*GOAL:*
Please copy all the lines that follow, word for word.

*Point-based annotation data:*
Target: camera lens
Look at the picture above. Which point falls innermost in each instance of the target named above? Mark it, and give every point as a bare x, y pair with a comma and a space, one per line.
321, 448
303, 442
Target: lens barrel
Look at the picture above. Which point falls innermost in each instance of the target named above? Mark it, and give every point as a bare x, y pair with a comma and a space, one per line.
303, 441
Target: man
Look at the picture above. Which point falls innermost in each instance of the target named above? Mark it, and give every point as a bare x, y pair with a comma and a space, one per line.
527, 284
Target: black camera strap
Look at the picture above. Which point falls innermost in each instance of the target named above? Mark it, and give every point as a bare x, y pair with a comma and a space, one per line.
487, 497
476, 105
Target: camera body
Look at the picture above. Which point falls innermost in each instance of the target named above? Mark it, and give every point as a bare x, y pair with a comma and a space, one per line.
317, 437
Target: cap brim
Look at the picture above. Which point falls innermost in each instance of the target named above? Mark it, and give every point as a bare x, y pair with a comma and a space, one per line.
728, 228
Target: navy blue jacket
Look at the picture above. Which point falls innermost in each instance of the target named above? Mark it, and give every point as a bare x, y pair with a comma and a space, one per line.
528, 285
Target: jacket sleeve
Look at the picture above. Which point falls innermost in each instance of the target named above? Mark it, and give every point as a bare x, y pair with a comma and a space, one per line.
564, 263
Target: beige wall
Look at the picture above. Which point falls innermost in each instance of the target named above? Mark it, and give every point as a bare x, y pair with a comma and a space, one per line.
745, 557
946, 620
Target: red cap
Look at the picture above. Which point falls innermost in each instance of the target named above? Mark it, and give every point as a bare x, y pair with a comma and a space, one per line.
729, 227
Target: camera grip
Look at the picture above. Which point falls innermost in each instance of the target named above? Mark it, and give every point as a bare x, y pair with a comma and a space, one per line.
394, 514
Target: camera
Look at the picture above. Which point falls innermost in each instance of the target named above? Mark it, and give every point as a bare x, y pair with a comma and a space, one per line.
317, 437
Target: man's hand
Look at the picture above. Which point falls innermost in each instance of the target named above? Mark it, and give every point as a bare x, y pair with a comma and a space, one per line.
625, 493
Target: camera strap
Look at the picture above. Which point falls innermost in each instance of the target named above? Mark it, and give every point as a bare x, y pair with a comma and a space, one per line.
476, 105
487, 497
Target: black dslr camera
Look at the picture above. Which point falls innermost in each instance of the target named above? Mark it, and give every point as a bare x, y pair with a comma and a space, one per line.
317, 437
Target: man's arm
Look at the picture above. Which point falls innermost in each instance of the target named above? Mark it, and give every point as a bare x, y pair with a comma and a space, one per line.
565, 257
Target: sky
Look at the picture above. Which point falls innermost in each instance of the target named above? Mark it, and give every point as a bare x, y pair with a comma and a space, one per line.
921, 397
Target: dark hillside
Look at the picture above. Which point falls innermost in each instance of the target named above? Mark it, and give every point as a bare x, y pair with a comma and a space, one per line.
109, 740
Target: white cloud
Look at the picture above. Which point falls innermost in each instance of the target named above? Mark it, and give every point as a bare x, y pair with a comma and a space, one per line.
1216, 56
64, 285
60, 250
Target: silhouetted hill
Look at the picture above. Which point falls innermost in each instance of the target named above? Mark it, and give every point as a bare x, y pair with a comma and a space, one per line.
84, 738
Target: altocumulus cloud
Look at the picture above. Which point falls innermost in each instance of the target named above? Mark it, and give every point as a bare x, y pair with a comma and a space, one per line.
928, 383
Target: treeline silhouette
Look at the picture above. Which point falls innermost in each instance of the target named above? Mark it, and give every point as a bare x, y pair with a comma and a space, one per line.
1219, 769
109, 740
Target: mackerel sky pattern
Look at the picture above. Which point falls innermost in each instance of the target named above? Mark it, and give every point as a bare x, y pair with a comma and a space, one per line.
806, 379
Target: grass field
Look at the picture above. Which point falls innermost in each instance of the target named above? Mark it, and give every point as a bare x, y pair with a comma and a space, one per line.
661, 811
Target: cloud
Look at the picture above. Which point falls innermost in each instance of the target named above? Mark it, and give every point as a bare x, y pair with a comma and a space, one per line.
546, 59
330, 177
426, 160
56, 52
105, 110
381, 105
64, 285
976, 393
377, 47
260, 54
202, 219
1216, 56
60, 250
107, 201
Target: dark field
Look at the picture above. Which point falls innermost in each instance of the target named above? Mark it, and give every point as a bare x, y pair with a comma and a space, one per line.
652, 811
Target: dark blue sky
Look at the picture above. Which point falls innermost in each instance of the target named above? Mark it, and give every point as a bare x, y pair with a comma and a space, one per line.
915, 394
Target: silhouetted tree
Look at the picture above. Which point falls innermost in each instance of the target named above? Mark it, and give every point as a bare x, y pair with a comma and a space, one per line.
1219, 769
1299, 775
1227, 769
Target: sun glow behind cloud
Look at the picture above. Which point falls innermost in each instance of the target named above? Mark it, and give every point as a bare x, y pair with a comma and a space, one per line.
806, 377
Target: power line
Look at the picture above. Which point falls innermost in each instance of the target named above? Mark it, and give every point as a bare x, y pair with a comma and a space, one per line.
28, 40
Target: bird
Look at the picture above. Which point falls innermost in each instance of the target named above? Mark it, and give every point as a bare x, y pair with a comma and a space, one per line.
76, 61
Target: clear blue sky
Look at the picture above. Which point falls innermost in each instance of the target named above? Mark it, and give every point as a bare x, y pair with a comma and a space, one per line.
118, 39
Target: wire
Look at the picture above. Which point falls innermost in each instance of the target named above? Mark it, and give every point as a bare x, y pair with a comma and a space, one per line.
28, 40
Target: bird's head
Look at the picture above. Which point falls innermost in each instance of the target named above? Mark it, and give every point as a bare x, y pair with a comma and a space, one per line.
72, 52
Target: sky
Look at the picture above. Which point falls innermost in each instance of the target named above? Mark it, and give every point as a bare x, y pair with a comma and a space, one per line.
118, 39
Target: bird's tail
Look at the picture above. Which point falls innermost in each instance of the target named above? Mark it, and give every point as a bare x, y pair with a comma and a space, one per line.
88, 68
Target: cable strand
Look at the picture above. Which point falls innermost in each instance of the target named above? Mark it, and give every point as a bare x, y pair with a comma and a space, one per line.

*ANSWER TO THE TASK:*
Target: camera lens
Look at the picture above. Which point falls innermost in each instance of the target named above? Mark it, and give every point as a bare x, y pair with a comma and a space, one per line.
321, 448
303, 442
Target: lens barrel
Look at the picture above. Which point falls innermost in each instance of the target named above? Mark it, and give every point as a bare x, y pair with a comma and a space, one per line.
303, 441
Target: man
Look at the picture above. Which point falls innermost in each instance of the target named above? Mark it, and give every point as a bare x, y pair with a comma and a space, one per line.
527, 284
Target: black camera strap
Look at the picture above. Which point falls innermost in each instance of the target named above? Mark it, and give every point as a bare x, y pair with a comma and a space, one per line.
487, 497
476, 105
Target: camera body
Look at the picture above. Which point falls innermost in each instance of the target named above? Mark it, and give every point as a bare x, y pair with a comma and a space, one per line.
317, 437
Target: cap brim
Look at the picture above. Which point falls innermost in each instance of the target named above? Mark it, and give every point as a bare x, y pair with a comma and a space, one per line.
728, 228
Target: navy blue jacket
Look at the picture above. Which point falls innermost in each instance of the target named above? Mark it, and give every point as a bare x, y pair with a comma and a space, one per line.
528, 285
Target: jacket sleeve
Look at the picture above. Which point falls innermost in each instance of the target named above? Mark it, and give every point as a bare x, y pair with a comma and a space, one per line.
564, 263
Target: beige wall
Look at the picture above. Which point falls innermost in each instance of the target named above? Mark it, and give every point as a bare x, y pair with a comma and a space, one per line.
745, 557
946, 620
Target: red cap
Look at the picture above. Which point falls innermost in each instance of the target named above? Mark it, and give every point as a bare x, y pair with a comma and a space, one per line.
729, 227
Target: camera grip
Look at the picture above. Which point falls innermost in each instance of the target named above? Mark it, and give every point as a bare x, y pair with a comma and a space, one per line.
394, 514
Target: camera
Look at the picture above. Which point falls innermost in each instance of the target named above? Mark it, and give every point as a bare x, y pair with a comma and a space, one per line.
317, 437
Target: man's hand
Look at the picture above. Which point falls innermost in each instance of the target named above? Mark it, and give every point as a bare x, y pair with a comma and a space, one per line.
625, 493
Target: camera strap
Look at the picture above. Which point falls innermost in each instance of the target named above? Mark it, and give every point as a bare x, y pair with a comma and a space, one per line.
476, 105
487, 497
Target: black dslr camera
Look at the picture above. Which point falls innermost in each instance of the target named above? Mark it, and give every point as a bare x, y pair with a comma and a space, one per line.
317, 437
Target: man's arm
Look at the picture above. Which point falls innermost in each instance of the target named above? Mark it, and give every point as a bare x, y pair with a comma and a space, one per line.
565, 257
Target: sky
Look at the picture above. Which point falls innermost in each instance of the target named above? Mark it, and give every point as a bare x, y pair with a comma and a space, one per line.
921, 397
Target: dark hillside
Look at the picture above. Which point falls innermost in each instance of the target named above? Mark it, and give every point as a bare x, y pair with a comma and a space, one per line.
109, 740
Target: white cloud
Look at the picture above. Which point falls innermost in each instance of the target named above? Mark it, and give every point as a bare x, y pair with a comma and a space, one per line.
1216, 56
64, 285
60, 250
Target: silhouetted hill
Look at the picture above. Which point falls innermost in each instance of the target named above? Mark it, and give every point as a bare x, y pair with a comma and a space, one per line.
84, 738
Target: altocumulus cloud
Look at the picture above. Which point falls innermost in each instance of the target named above? Mark it, and give every point as a bare x, y pair with a comma and a space, one per line.
928, 383
Target: treeline silhouette
Look at the picture above. Which point falls innermost in each instance of the target named above? Mark it, and give every point as a bare x, y pair with a comma and a space, one per line.
1219, 769
109, 740
Target: mackerel sky pattern
Look at the picture above. Which point falls innermost in each instance of the target named above? Mark it, and give every point as a bare x, y pair with a comma and a space, one per line.
806, 379
Target: grass field
Look at the picture above. Which point falls innermost in each instance of the target named above? Mark it, and give every point as a bare x, y pair with a comma and a space, one per line.
661, 811
Target: cloud
Look at the picture above. Which point falls innermost in each instance of the target named above? Mark it, and give every point as a bare x, y pair with a comma and a space, one per line.
546, 59
330, 177
426, 160
56, 52
105, 110
381, 105
64, 285
976, 393
377, 47
260, 54
202, 219
1216, 56
60, 250
107, 201
Target: dark field
Look at the picture above. Which point falls innermost in each instance of the target named above? Mark it, and give every point as a bare x, y pair with a comma and a space, one per line.
652, 811
Target: dark blue sky
Look at the picture above. Which point falls innermost in each instance of the target named above? Mark it, and give every point as a bare x, y pair with a comma and a space, one per line.
915, 394
Target: silhouetted tree
Look at the picture above. Which point falls innermost in each instance of the target named above? Mark it, and give every point as a bare x, y pair with a comma and a space, one per line.
1219, 769
1299, 775
1227, 769
Target: sun glow behind cloud
Look at the picture above. Which point falls innermost in each instance of the target named above? Mark it, and give every point as a bare x, y pair with a comma and a space, one per line.
806, 377
Target: power line
Look at the picture above. Which point falls innermost in each instance of the target named above? Mark it, and give every point as a bare x, y pair with a comma and a space, one per line.
28, 40
Target: bird
Look at the picture above. Which point falls innermost in each instance of the target named above? Mark it, and give every point as a bare x, y pair with a comma and a space, one per line.
76, 61
Target: clear blue sky
Look at the picture above. Which point falls innermost in each instance of the target named above? Mark it, and give every point as a bare x, y pair with a comma and a space, one per line.
118, 39
Target: wire
Look at the picture above. Which point falls innermost in each instance of the target named above? Mark it, and give every point as a bare x, y pair with a comma and a space, one per line.
28, 40
Target: bird's head
Look at the picture above. Which point falls innermost in each instance of the target named above? Mark it, and give every point as a bare x, y pair with a comma and a space, one per line.
72, 52
Target: sky
Look at the picture above. Which point falls innermost in each instance of the target named above? Mark it, and give every point as a bare x, y pair with a comma and a space, one per line.
118, 39
Target: bird's tail
Look at the picture above. Which point falls innermost in each instance of the target named above? Mark it, and give every point as a bare x, y pair with a comma and a space, one per line.
88, 68
Target: cable strand
Look at the picture above. Which point falls innermost in each instance of the target named above? Mark it, and give every point as a bare x, y pair with a comma and a space, one per line.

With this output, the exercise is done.